Inggris telah meluncurkan sistem ETA-nya secara bertahap. Awalnya terbuka untuk warga negara Gulf Cooperation Council pada Februari 2024, skema ini diperluas ke pelancong non-Eropa yang memenuhi syarat pada Januari 2025, termasuk enam juta warga dari Australia, Kanada, dan AS. Warga Eropa yang memenuhi syarat dapat mendaftar mulai 5 Maret 2025 dan akan memerlukan ETA untuk bepergian ke Inggris mulai 2 April 2025.

ETIAS Eropa, yang telah beberapa kali ditunda, kini diharapkan dimulai pada Mei 2025. Mereka yang memiliki otorisasi ETIAS yang valid dapat memasuki 30 negara Eropa sesering yang mereka inginkan untuk kunjungan jangka pendek, biasanya hingga 90 hari dalam periode 180 hari.

** Daftar Tugas **
(a) Dalam teks tentang ETA dan ETIAS, mulai tanggal berapa warga Eropa yang memenuhi syarat wajib memiliki ETA untuk bepergian ke Inggris?
(b) Tuliskan bagian teks tentang ETA dan ETIAS dari "Inggris telah meluncurkan" sampai "2 April 2025.", termasuk kedua bagian itu.

** Materi yang Diberikan **
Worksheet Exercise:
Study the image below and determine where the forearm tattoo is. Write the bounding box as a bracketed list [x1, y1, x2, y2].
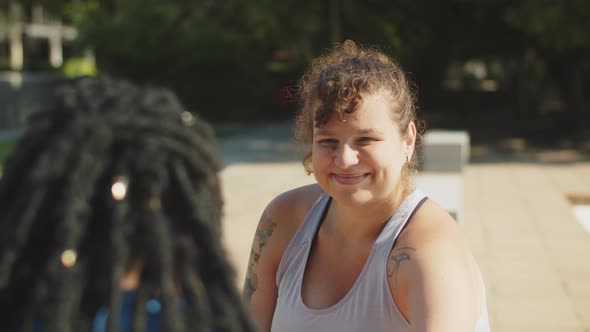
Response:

** Hasil Tugas **
(a) Mulai 2 April 2025.

(b)
Inggris telah meluncurkan sistem ETA-nya secara bertahap. Awalnya terbuka untuk warga negara Gulf Cooperation Council pada Februari 2024, skema ini diperluas ke pelancong non-Eropa yang memenuhi syarat pada Januari 2025, termasuk enam juta warga dari Australia, Kanada, dan AS. Warga Eropa yang memenuhi syarat dapat mendaftar mulai 5 Maret 2025 dan akan memerlukan ETA untuk bepergian ke Inggris mulai 2 April 2025.